Recorded data
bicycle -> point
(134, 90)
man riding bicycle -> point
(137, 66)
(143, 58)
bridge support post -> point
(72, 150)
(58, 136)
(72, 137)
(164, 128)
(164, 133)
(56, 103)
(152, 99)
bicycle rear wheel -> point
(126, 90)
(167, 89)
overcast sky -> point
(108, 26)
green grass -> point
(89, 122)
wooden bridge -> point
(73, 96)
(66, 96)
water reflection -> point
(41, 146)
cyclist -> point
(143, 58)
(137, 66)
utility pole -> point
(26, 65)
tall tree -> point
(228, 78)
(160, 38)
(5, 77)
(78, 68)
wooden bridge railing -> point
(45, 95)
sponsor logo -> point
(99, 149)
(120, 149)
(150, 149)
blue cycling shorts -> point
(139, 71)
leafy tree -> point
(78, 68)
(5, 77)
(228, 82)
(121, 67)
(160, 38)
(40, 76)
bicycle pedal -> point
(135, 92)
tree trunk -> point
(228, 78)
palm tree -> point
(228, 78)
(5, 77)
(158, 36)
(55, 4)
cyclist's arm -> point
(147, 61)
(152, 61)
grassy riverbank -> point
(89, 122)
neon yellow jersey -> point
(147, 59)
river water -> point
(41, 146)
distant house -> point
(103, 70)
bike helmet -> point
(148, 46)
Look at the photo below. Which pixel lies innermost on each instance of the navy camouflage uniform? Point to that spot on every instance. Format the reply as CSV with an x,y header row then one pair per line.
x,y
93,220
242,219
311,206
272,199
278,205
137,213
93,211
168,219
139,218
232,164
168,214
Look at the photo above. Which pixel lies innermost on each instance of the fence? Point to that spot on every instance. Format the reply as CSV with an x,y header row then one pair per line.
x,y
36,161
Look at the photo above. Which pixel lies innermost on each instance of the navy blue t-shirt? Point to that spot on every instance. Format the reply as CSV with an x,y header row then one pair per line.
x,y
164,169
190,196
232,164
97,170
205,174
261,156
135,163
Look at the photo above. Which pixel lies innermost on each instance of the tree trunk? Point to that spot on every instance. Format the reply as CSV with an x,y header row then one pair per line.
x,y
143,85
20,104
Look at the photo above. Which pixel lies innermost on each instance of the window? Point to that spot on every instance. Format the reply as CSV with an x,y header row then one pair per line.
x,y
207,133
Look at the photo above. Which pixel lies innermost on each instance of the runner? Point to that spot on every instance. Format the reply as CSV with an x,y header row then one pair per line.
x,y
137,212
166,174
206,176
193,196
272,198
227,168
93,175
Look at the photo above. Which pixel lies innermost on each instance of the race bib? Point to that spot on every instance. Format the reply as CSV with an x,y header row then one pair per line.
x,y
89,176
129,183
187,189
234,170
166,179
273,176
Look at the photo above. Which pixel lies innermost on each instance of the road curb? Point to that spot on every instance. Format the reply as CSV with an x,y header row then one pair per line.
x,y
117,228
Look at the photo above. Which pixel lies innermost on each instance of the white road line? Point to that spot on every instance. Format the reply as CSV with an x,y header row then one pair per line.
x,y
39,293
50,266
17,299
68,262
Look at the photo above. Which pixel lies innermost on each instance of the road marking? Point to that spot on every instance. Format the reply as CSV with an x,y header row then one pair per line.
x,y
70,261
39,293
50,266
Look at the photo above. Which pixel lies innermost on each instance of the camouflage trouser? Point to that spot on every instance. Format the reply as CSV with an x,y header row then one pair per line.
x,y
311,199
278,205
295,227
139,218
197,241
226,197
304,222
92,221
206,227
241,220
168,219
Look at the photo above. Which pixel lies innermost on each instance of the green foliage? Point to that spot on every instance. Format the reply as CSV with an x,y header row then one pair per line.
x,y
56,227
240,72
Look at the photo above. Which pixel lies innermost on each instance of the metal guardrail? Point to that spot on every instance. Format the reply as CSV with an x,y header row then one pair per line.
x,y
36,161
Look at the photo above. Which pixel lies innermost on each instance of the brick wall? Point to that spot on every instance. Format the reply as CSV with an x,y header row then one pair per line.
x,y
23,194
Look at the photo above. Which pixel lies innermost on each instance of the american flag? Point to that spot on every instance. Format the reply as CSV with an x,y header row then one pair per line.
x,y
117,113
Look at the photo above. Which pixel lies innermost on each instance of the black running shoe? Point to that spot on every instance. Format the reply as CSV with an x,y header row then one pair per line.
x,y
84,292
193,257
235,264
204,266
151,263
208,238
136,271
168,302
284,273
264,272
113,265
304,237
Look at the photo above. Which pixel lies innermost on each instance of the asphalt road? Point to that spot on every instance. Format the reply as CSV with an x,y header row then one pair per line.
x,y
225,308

Directions for this task
Arrange all of the lines above as a numbered list, leaving out any blank lines.

Task response
1. bicycle -> point
2. (134, 90)
3. man riding bicycle -> point
4. (137, 66)
5. (143, 58)
6. bridge support post -> point
7. (72, 150)
8. (58, 136)
9. (72, 137)
10. (164, 128)
11. (164, 133)
12. (56, 103)
13. (152, 99)
14. bicycle rear wheel -> point
15. (126, 90)
16. (167, 89)
17. overcast sky -> point
18. (108, 26)
19. green grass -> point
20. (89, 122)
21. wooden bridge -> point
22. (73, 96)
23. (66, 96)
24. water reflection -> point
25. (41, 146)
26. cyclist -> point
27. (143, 58)
28. (137, 66)
29. utility pole -> point
30. (26, 65)
31. tall tree -> point
32. (228, 78)
33. (160, 38)
34. (5, 77)
35. (78, 68)
36. wooden bridge railing -> point
37. (45, 95)
38. sponsor logo -> point
39. (99, 149)
40. (120, 149)
41. (150, 149)
42. blue cycling shorts -> point
43. (139, 71)
44. leafy tree -> point
45. (78, 68)
46. (5, 77)
47. (228, 82)
48. (121, 67)
49. (160, 38)
50. (40, 76)
51. bicycle pedal -> point
52. (135, 92)
53. tree trunk -> point
54. (228, 78)
55. palm tree -> point
56. (228, 78)
57. (5, 77)
58. (158, 36)
59. (55, 4)
60. cyclist's arm -> point
61. (147, 61)
62. (152, 61)
63. grassy riverbank -> point
64. (89, 122)
65. neon yellow jersey -> point
66. (147, 59)
67. river water -> point
68. (41, 146)
69. distant house -> point
70. (103, 70)
71. bike helmet -> point
72. (148, 46)
73. Look at the photo below. Which pixel lies innermost on each instance of the navy camouflage uniform? Point to that spot on every instance. Format the reply as CSV with an x,y header row then one pair per line.
74. x,y
75. 93,220
76. 242,219
77. 311,206
78. 272,199
79. 278,205
80. 137,213
81. 93,211
82. 168,219
83. 139,218
84. 232,164
85. 168,214
86. Look at the photo above. Which pixel lies innermost on each instance of the fence? Point to that spot on every instance. Format the reply as CSV with an x,y header row then one pair per line.
87. x,y
88. 36,161
89. Look at the photo above. Which pixel lies innermost on each instance of the navy blue t-shirt? Point to that spot on every instance. Format the reply as CSV with an x,y header row then one pair per line.
90. x,y
91. 164,169
92. 190,196
93. 232,164
94. 97,170
95. 205,174
96. 261,156
97. 135,163
98. Look at the photo above. Which pixel lies innermost on each instance of the tree trunk? Point to that spot on every instance. Format the reply as CSV with an x,y header row then one pair per line.
99. x,y
100. 143,85
101. 20,104
102. Look at the photo above. Which pixel lies innermost on each instance of the window? Point to that spot on every instance. Format the reply as CSV with an x,y header row then one pair per line.
103. x,y
104. 207,133
105. Look at the photo above. Which pixel lies innermost on each instance of the runner? Point to that spot on every instance. Format the reply as CSV with an x,y header row then one pair per line.
106. x,y
107. 137,212
108. 166,174
109. 206,176
110. 193,196
111. 272,198
112. 227,168
113. 93,175
114. Look at the photo above. Which pixel lies innermost on each instance of the race bib? Point to that spot on every instance. Format the reply as CSV with an x,y header row then one pair per line.
115. x,y
116. 89,176
117. 129,183
118. 187,189
119. 234,170
120. 166,179
121. 273,176
122. Look at the photo above. Which pixel lies innermost on each instance of the road curb? Point to that spot on every instance. Format the reply as CSV with an x,y header row then one pair per line.
123. x,y
124. 117,228
125. Look at the photo above. Which pixel lies innermost on each instance of the white road line? Point to that spot on every instance. Format the reply as CSV with an x,y header row then one pair per line.
126. x,y
127. 39,293
128. 50,266
129. 17,299
130. 68,262
131. Look at the photo above. Which pixel lies innermost on each instance of the road marking? Point to that spot on every instance. Format the reply as CSV with an x,y header row then one pair per line.
132. x,y
133. 70,261
134. 39,293
135. 50,266
136. Look at the photo above. Which pixel lies innermost on each instance of the camouflage trouser? Point to that spot on every instance. Format the reply as CSV with an x,y header row then one pair per line.
137. x,y
138. 311,199
139. 278,205
140. 295,227
141. 139,218
142. 197,241
143. 226,197
144. 304,222
145. 92,221
146. 206,227
147. 241,220
148. 168,219
149. Look at the photo above. Which pixel lies innermost on each instance of the green foliage? Point to that spot on every instance. Format the reply as CSV with an x,y header row then one pair per line.
150. x,y
151. 56,227
152. 240,72
153. Look at the photo above. Which pixel lies innermost on each instance of the metal guardrail? Point to that spot on every instance. Format the reply as CSV with an x,y header row then one pair per line.
154. x,y
155. 36,161
156. Look at the photo above. Which pixel lies innermost on each instance of the brick wall? Point to that spot on every instance. Format the reply as CSV with an x,y header row then one pair per line.
157. x,y
158. 23,194
159. Look at the photo above. Which pixel lies innermost on each instance of the american flag? Point to that spot on every instance. Format the reply as CSV with an x,y header row then one pair per line.
160. x,y
161. 117,113
162. Look at the photo above. Which pixel lies innermost on each instance of the black running shoe? Point to that spot on every instance. Format the reply as CSV with an x,y header row then one pair per line.
163. x,y
164. 84,292
165. 193,257
166. 235,264
167. 204,266
168. 151,263
169. 208,238
170. 136,271
171. 168,302
172. 284,273
173. 264,272
174. 113,265
175. 304,237
176. Look at the photo above. Which pixel lies innermost on each instance of the asphalt road? Point to that spot on every instance. Format the reply as CSV with an x,y header row then one pair per line.
177. x,y
178. 225,308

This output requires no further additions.